- **Requirement**: Repeat every one of the following entries word for word, changing nothing.

- **Information given**:

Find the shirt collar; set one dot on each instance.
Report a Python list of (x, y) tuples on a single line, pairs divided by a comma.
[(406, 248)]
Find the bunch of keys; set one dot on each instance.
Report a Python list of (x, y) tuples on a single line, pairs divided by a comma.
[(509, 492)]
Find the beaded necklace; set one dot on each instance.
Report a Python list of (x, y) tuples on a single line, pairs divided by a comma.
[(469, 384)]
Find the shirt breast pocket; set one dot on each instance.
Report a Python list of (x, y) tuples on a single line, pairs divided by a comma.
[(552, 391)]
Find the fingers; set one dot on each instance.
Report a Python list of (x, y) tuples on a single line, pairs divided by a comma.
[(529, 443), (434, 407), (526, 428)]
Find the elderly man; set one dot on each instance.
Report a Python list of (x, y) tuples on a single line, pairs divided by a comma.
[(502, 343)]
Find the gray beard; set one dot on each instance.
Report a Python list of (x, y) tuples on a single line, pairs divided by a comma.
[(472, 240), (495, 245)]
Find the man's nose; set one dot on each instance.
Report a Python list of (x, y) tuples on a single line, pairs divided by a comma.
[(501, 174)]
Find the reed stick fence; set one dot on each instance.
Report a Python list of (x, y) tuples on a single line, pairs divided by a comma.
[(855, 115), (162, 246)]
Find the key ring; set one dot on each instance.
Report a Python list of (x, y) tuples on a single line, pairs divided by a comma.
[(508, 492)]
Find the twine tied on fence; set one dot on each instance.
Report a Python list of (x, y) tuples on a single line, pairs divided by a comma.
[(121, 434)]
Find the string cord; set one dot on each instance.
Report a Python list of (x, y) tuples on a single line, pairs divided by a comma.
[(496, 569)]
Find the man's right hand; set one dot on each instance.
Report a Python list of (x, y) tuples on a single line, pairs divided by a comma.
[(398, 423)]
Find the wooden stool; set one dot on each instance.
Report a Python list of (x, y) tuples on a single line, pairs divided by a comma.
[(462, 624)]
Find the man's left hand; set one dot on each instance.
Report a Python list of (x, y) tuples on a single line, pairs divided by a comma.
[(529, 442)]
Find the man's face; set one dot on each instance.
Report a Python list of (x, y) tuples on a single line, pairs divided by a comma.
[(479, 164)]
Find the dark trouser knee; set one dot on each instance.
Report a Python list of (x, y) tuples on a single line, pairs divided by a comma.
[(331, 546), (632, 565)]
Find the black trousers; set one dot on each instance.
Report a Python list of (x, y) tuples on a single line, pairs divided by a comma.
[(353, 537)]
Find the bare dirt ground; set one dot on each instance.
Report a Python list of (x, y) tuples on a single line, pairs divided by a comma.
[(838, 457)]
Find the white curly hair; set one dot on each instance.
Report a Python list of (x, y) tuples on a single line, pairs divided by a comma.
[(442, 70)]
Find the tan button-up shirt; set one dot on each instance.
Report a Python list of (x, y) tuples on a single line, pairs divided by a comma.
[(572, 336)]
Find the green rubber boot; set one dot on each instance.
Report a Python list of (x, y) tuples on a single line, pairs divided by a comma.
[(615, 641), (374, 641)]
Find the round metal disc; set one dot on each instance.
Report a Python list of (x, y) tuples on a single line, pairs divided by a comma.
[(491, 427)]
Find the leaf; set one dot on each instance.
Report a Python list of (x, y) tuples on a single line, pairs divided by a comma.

- **Exercise result**:
Find the shirt collar; set one dot on each instance.
Report a Python list of (x, y) tuples on a single line, pairs divided by a comma.
[(406, 248)]
Find the bunch of keys; set one dot on each instance.
Report a Python list of (x, y) tuples on a single line, pairs divided by a comma.
[(509, 492)]
Find the beaded necklace; set one dot on each instance.
Report a Python list of (x, y) tuples on a single line, pairs divided by a comma.
[(469, 384)]
Find the shirt breast pocket; set one dot on each instance.
Report a Python list of (x, y) tuples on a single line, pairs divided by a comma.
[(552, 391)]
Find the fingers; set one dot on each instance.
Report a Python list of (x, y) tuples on a single line, pairs divided by a comma.
[(529, 443), (434, 407), (526, 428)]
Find the elderly man; set one dot on each instance.
Report a Python list of (x, y) tuples on a single line, pairs divided by a comma.
[(502, 343)]
Find the gray beard; set one dot on each instance.
Report a Python list of (x, y) tuples on a single line, pairs divided by a comma.
[(472, 240), (495, 245)]
Find the man's nose; set one dot on each instance.
Report a Python list of (x, y) tuples on a single line, pairs divided by a comma.
[(501, 174)]
Find the reed stick fence; set one dot on each instance.
Report a Python list of (x, y) tuples on a single line, pairs divided by a comma.
[(855, 115), (162, 246)]
Find the key ring; set one dot on each instance.
Report a Python list of (x, y) tuples on a single line, pairs divided by a comma.
[(508, 492)]
Find the twine tied on fence; set one dot on each instance.
Report a Python list of (x, y) tuples on a single line, pairs divided by a comma.
[(121, 434)]
Find the string cord; set one dot on each instance.
Report a Python list of (x, y) tuples on a single line, pairs divided by a comma.
[(496, 569)]
Find the man's right hand; set one dot on each instance.
Report a Python list of (x, y) tuples on a single line, pairs divided by a comma.
[(398, 423)]
Find the wooden stool; set one dot on each instance.
Report a Python list of (x, y) tuples on a single line, pairs divided by a comma.
[(462, 624)]
Find the man's left hand; set one dot on each instance.
Report a Python list of (x, y) tuples on a single line, pairs divided by a comma.
[(529, 442)]
Find the man's face; set one dot on each instance.
Report a Python list of (x, y) tuples on a single line, pairs divided by a comma.
[(479, 164)]
Find the dark trouser knee; set one dot on each instance.
Report a Python list of (x, y) tuples on a single line, pairs divided by a comma.
[(331, 546), (632, 565)]
Find the black trousers; set one dot on each instance.
Report a Python list of (x, y) tuples on a single line, pairs divided by a comma.
[(353, 537)]
Find the bare dirt ground; set one dot on each instance.
Report a Python list of (x, y) tuples on a single line, pairs divided by a comma.
[(838, 457)]
Find the white curly hair; set one dot on each instance.
Report a Python list of (x, y) tuples on a single line, pairs divided by a comma.
[(442, 70)]
Find the tan button-up shirt; set one dot on each instance.
Report a Python list of (x, y) tuples on a single line, pairs divided by a comma.
[(572, 336)]
Find the green rubber boot; set one dot on each instance.
Report a Python list of (x, y) tuples on a single line, pairs divided by a comma.
[(615, 641), (374, 641)]
Find the round metal disc; set one dot on each instance.
Report a Python list of (x, y) tuples on a single line, pairs divided by a comma.
[(491, 427)]
Find the leaf; set one dot on each instance.
Report a Python list of (x, y) tuples on a single line, pairs divided by a comma.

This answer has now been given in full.